> **What is asked**
Set out all of the material below as a numbered list, omitting any blank lines.

> **Raw records**
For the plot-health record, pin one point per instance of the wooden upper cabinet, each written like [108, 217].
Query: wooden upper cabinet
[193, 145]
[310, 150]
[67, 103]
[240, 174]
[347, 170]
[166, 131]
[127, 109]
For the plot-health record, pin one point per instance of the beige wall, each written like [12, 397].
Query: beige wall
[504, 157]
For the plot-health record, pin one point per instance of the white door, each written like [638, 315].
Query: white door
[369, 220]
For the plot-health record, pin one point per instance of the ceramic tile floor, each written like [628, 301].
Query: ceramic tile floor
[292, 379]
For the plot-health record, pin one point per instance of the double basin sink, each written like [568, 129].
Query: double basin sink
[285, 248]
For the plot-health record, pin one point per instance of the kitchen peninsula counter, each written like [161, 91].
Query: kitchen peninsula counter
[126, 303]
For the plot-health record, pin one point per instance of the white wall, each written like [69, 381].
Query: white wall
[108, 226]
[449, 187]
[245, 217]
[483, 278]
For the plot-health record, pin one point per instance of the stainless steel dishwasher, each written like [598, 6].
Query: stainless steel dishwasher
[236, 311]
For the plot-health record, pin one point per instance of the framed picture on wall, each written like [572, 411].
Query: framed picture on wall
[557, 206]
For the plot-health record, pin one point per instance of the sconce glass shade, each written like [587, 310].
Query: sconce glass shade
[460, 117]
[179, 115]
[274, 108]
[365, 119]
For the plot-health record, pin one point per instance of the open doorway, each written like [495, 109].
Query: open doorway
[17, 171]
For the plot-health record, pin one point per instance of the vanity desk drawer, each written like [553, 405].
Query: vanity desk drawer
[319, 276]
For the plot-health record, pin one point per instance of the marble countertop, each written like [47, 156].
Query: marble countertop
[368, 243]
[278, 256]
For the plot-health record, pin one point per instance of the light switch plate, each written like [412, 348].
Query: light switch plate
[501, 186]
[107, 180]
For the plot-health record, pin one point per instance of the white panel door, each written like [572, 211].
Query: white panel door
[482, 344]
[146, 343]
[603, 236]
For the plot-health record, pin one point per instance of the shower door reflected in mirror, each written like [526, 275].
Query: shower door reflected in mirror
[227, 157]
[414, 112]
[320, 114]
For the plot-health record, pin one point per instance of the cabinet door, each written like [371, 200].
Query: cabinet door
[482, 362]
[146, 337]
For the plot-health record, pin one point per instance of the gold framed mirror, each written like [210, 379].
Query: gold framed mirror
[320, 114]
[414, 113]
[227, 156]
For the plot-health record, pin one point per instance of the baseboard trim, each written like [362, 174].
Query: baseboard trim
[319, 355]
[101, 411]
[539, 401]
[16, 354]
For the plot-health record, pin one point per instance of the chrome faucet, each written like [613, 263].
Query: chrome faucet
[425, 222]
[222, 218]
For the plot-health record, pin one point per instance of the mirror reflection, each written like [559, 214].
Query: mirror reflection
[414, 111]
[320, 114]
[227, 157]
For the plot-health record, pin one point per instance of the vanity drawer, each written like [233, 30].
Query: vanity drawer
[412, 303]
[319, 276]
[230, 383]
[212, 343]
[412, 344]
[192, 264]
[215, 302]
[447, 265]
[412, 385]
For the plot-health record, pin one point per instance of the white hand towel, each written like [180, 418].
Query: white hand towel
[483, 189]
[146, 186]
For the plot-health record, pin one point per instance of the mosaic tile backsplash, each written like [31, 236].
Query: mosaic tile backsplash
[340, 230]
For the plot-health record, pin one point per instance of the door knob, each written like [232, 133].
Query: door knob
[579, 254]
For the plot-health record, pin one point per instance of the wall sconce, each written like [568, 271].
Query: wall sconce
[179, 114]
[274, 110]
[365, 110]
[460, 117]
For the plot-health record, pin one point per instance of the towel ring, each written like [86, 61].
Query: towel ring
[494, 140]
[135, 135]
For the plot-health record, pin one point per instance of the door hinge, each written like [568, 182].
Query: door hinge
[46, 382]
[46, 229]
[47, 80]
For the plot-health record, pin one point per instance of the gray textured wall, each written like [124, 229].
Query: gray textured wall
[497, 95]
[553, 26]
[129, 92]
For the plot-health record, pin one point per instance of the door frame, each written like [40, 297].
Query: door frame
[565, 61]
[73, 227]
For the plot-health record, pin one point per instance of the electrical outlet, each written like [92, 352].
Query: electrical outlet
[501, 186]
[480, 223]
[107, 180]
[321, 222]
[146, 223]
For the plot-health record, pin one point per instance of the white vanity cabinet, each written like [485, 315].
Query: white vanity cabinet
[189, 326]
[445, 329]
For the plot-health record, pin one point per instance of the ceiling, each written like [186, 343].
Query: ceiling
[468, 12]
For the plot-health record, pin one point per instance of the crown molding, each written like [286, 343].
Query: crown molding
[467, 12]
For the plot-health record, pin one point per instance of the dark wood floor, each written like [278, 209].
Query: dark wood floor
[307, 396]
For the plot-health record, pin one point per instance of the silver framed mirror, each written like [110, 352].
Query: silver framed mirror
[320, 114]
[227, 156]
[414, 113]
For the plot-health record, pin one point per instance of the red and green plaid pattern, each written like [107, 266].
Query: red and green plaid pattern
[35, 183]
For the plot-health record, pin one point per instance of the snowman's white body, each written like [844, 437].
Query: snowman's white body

> **Reply**
1. For the plot-health record, pin one point per instance of the wooden upper cabinet, each written like [108, 217].
2. Query: wooden upper cabinet
3. [193, 145]
4. [310, 150]
5. [67, 103]
6. [240, 174]
7. [347, 170]
8. [166, 131]
9. [127, 109]
10. For the plot-health record, pin one point per instance of the beige wall, each written like [12, 397].
11. Query: beige wall
12. [504, 157]
13. For the plot-health record, pin one point per instance of the white door, each written like [638, 315].
14. Query: white door
15. [369, 220]
16. For the plot-health record, pin one point per instance of the ceramic tile floor, each written like [628, 301].
17. Query: ceramic tile floor
18. [292, 379]
19. For the plot-health record, pin one point per instance of the double basin sink, each written like [568, 129].
20. Query: double basin sink
21. [285, 248]
22. For the plot-health record, pin one point per instance of the kitchen peninsula counter, each written like [161, 91].
23. Query: kitchen peninsula counter
24. [126, 303]
25. For the plot-health record, pin one point per instance of the white wall, each written like [69, 381].
26. Query: white wall
27. [108, 226]
28. [449, 187]
29. [245, 217]
30. [483, 278]
31. For the plot-health record, pin one point per instance of the stainless steel dishwasher, each written like [598, 6].
32. Query: stainless steel dishwasher
33. [236, 311]
34. For the plot-health record, pin one point per instance of the framed picture on wall, each written like [572, 411].
35. Query: framed picture on wall
36. [557, 206]
37. For the plot-health record, pin one point per instance of the sconce glass shade, each written like [587, 310].
38. Query: sconce glass shade
39. [460, 117]
40. [179, 115]
41. [274, 108]
42. [365, 119]
43. For the plot-health record, pin one point per instance of the open doorway, each written like [495, 109].
44. Query: open doorway
45. [17, 171]
46. For the plot-health record, pin one point per instance of the vanity desk drawer, each written like [553, 405].
47. Query: vanity desk drawer
48. [319, 276]
49. For the plot-health record, pin one point per instance of the marble countertop, each written like [47, 156].
50. Query: marble countertop
51. [368, 243]
52. [278, 256]
53. For the plot-health record, pin one point per instance of the light switch plate, each written like [412, 348].
54. Query: light switch plate
55. [501, 186]
56. [107, 180]
57. For the plot-health record, pin one point per instance of the white panel door, each written like [572, 211].
58. Query: white panel door
59. [482, 344]
60. [146, 343]
61. [603, 236]
62. For the plot-health record, pin one point per instance of the shower door reflected in mirror, each written like [526, 275].
63. Query: shower door reflected in mirror
64. [227, 157]
65. [414, 112]
66. [320, 114]
67. For the plot-health record, pin one point per instance of the cabinet door, each written like [371, 200].
68. Query: cabinet door
69. [482, 362]
70. [146, 337]
71. For the plot-health record, pin one point per instance of the gold framed mirror, each written like [210, 379].
72. Query: gold framed mirror
73. [320, 114]
74. [414, 113]
75. [227, 156]
76. For the plot-health record, pin one point per instance of the baseboard trim, each written like [362, 174].
77. Query: baseboard trim
78. [319, 355]
79. [101, 411]
80. [539, 401]
81. [16, 354]
82. For the plot-health record, pin one point per instance of the chrome faucet, each written like [613, 263].
83. Query: chrome faucet
84. [425, 222]
85. [222, 218]
86. For the plot-health record, pin one point per instance of the mirror reflection, each written like [559, 214].
87. Query: mirror reflection
88. [414, 111]
89. [320, 114]
90. [227, 157]
91. For the plot-health record, pin one point per instance of the vanity drawer, each written like [233, 30].
92. Query: vanity drawer
93. [412, 303]
94. [319, 276]
95. [230, 383]
96. [212, 343]
97. [412, 344]
98. [192, 264]
99. [215, 302]
100. [447, 265]
101. [412, 385]
102. For the plot-health record, pin one point per instance of the white hand towel, each written like [180, 418].
103. Query: white hand towel
104. [483, 189]
105. [146, 186]
106. For the plot-health record, pin one point per instance of the mosaic tile backsplash, each written like [31, 236].
107. Query: mosaic tile backsplash
108. [340, 230]
109. For the plot-health record, pin one point per instance of the door knob, each written like [232, 133].
110. Query: door knob
111. [579, 254]
112. For the plot-health record, pin one point per instance of the wall sconce, each written like [568, 271].
113. Query: wall sconce
114. [179, 114]
115. [274, 110]
116. [365, 110]
117. [460, 117]
118. For the plot-health record, pin one point per instance of the towel ring, each written like [86, 61].
119. Query: towel ring
120. [494, 140]
121. [135, 135]
122. For the plot-health record, pin one point per instance of the door hinge, each written like [568, 182].
123. Query: door hinge
124. [46, 382]
125. [46, 229]
126. [47, 80]
127. For the plot-health record, pin one point per instance of the gray textured wall, each written like [124, 229].
128. Query: gray textured wall
129. [497, 95]
130. [553, 26]
131. [129, 92]
132. For the plot-health record, pin one point per instance of the door frame, each written like [40, 297].
133. Query: door frame
134. [565, 61]
135. [73, 227]
136. For the plot-health record, pin one point per instance of the electrical outlet, each written like [92, 352].
137. Query: electrical outlet
138. [501, 186]
139. [480, 223]
140. [107, 180]
141. [321, 222]
142. [146, 223]
143. For the plot-health record, pin one point per instance of the white vanity cabinet, each written like [485, 315].
144. Query: white vanity cabinet
145. [189, 326]
146. [445, 329]
147. For the plot-health record, pin one point per instance of the ceiling, each written like [186, 343].
148. Query: ceiling
149. [468, 12]
150. For the plot-health record, pin one point per instance of the crown molding, each written like [286, 343].
151. Query: crown molding
152. [467, 12]
153. For the plot-health record, pin one point per instance of the dark wood floor, each written like [278, 209].
154. Query: dark wood floor
155. [307, 396]
156. For the plot-health record, pin one point per instance of the silver framed mirror, each written like [110, 352].
157. Query: silver framed mirror
158. [320, 114]
159. [227, 156]
160. [414, 113]
161. For the plot-health record, pin one point per instance of the red and green plaid pattern, each written like [107, 266].
162. Query: red and green plaid pattern
163. [35, 183]
164. For the plot-health record, pin one point per instance of the snowman's white body, each written like [844, 437].
165. Query: snowman's white body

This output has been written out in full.